**AIM OF THE TASK:** Pull out the stretch of the triangle-area solution from "You need to evaluate BE" through "any other method...", copying it word for word.

**PASSAGE:**
You need to evaluate the area of triangle `Delta ABC` using the following formula, such that:

`A = (1/2)*|[(-3,4,1),(3,6,1),(2,9,1)]|`

`A = (1/2)*|(-18 + 27 + 8 - 12 + 27 - 12)| => A = 10`

You also may evaluate the area of triangle using the following formula, such that:

`A = (b*h)/2`

b represents the length of one base of triangle

h represents the height of triangle

`A = (BC*AD)/2 = (AC*BE)/2 = (AB*CF)/2`

You need to evaluate the lengths BC,AC,AB, using distance formula such that:

`AB = sqrt((x_B - x_A)^2 + (y_B - y_A)^2)`

`AB =sqrt((3+3)^2 + (6-4)^2) => AB =sqrt40 = 2sqrt10`

`BC = sqrt((x_C - x_B)^2 + (y_C - y_B)^2)`

`BC = sqrt((2-3)^2 + (9-6)^2) =>BC = sqrt10`

`AC = sqrt((x_C - x_A)^2 + (y_C - y_A)^2)`

`AC = sqrt((2+3)^2 + (9-4)^2) => AC = sqrt50 = 5sqrt2`

You need to evaluate AD such that:

`A = (BC*AD)/2 => 20 = sqrt10*AD => AD = 20/sqrt10 = 2sqrt10`

You need to evaluate BE such that:

`A = (AC*BE)/2 => 20 = 5sqrt2*BE => BE = 2sqrt2`

You need to evaluate CF such that:

`A = (AB*CF)/2 => 20 = 2sqrt10*CF => CF = 10/sqrt10 = sqrt10`

**Hence, evaluating the lengths of the heights of triangle `Delta ABC` , yields `AD = 2sqrt10, BE = 2sqrt2, CF = sqrt10.` **

plz post fig also..andi how the area of traingle ABC is equal to that of A=bc.ad /2 ..xplain plz.or if any other method...

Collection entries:
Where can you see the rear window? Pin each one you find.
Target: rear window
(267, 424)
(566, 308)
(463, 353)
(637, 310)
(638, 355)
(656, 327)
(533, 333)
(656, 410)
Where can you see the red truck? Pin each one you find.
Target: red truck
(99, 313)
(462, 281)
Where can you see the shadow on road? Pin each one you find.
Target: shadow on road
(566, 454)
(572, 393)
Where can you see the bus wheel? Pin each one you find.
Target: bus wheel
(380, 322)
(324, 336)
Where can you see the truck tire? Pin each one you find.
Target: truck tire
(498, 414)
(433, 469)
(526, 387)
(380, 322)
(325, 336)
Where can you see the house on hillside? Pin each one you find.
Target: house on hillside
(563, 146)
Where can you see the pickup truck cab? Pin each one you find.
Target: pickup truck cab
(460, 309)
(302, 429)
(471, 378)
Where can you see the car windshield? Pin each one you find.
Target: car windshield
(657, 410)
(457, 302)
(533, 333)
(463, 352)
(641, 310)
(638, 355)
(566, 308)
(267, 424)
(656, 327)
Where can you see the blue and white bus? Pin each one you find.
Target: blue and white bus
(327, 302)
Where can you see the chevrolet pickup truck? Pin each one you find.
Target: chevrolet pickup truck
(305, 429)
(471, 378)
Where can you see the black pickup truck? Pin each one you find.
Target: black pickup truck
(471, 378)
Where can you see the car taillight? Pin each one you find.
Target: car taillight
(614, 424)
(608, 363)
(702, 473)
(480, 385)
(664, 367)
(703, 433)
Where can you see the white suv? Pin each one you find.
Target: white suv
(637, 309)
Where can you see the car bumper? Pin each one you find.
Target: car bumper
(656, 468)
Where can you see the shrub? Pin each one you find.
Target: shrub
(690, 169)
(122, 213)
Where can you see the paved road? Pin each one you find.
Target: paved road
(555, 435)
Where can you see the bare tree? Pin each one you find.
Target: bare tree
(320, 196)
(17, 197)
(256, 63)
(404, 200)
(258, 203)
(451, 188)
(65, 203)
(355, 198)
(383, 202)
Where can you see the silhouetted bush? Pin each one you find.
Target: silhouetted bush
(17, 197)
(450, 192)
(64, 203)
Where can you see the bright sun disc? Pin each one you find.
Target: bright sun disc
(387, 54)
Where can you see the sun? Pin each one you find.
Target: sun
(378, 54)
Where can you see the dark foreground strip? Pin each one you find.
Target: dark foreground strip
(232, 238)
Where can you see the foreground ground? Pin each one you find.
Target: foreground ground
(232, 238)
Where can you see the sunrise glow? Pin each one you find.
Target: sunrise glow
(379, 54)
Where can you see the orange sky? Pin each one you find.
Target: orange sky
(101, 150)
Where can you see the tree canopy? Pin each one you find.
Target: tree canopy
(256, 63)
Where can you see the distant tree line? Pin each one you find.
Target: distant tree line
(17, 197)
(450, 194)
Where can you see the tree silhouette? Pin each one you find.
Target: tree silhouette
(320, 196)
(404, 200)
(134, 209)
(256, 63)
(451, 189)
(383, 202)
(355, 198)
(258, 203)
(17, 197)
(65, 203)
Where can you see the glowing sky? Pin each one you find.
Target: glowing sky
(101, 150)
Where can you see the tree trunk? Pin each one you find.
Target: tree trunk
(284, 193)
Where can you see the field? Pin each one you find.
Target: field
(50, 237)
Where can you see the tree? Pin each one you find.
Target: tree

**TASK RESULT:**
You need to evaluate BE such that:

`A = (AC*BE)/2 => 20 = 5sqrt2*BE => BE = 2sqrt2`

You need to evaluate CF such that:

`A = (AB*CF)/2 => 20 = 2sqrt10*CF => CF = 10/sqrt10 = sqrt10`

**Hence, evaluating the lengths of the heights of triangle `Delta ABC` , yields `AD = 2sqrt10, BE = 2sqrt2, CF = sqrt10.` **

plz post fig also..andi how the area of traingle ABC is equal to that of A=bc.ad /2 ..xplain plz.or if any other method...